Records for processing
------------------------------------------------------------------------
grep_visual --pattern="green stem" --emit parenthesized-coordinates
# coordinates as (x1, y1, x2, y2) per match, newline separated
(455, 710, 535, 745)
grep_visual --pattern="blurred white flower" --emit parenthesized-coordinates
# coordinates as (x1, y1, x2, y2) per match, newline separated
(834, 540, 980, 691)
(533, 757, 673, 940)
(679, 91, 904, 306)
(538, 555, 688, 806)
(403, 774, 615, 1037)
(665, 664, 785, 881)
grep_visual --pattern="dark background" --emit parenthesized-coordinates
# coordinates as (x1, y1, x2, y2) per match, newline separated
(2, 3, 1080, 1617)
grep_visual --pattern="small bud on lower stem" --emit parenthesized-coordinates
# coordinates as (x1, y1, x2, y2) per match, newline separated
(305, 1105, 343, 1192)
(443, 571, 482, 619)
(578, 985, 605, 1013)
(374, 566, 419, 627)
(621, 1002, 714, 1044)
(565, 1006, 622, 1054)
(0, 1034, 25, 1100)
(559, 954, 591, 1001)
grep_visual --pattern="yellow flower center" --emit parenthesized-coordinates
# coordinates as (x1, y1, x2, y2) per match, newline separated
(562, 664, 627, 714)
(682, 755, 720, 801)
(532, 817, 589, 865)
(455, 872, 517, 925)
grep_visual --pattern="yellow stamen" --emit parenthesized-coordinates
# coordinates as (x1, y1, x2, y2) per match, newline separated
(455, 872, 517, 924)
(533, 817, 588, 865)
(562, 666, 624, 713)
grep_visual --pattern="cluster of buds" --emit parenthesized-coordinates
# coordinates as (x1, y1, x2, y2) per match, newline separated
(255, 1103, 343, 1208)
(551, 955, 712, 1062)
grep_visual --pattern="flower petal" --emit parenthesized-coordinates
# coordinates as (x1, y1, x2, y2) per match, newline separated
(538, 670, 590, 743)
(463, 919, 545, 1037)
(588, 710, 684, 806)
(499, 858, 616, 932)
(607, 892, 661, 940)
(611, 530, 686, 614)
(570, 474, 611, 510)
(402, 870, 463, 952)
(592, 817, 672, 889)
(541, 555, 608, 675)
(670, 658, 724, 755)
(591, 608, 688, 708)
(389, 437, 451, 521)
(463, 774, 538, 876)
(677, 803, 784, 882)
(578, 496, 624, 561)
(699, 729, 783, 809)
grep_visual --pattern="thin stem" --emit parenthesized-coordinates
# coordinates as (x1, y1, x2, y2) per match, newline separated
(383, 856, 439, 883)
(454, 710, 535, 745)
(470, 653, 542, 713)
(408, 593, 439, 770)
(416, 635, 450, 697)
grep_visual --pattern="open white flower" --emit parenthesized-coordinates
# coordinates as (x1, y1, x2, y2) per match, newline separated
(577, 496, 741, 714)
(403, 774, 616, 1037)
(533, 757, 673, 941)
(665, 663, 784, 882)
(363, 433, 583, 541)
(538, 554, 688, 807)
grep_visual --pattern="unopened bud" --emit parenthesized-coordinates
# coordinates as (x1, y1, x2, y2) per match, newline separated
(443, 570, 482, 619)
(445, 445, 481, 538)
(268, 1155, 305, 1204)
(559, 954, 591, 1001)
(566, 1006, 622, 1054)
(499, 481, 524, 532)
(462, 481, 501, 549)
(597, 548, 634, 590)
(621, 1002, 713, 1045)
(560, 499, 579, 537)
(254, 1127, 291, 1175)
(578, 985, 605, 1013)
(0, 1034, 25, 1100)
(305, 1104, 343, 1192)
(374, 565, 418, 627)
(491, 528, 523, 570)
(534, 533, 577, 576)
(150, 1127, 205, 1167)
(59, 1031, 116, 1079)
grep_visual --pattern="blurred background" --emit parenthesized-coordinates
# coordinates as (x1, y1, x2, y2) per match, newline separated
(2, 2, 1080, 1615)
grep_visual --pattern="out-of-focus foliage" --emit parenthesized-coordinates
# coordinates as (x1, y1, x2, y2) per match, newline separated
------------------------------------------------------------------------
What to do
Using the material above, work out how many lines contain the string "blurred". Give the number only.

Task answer
2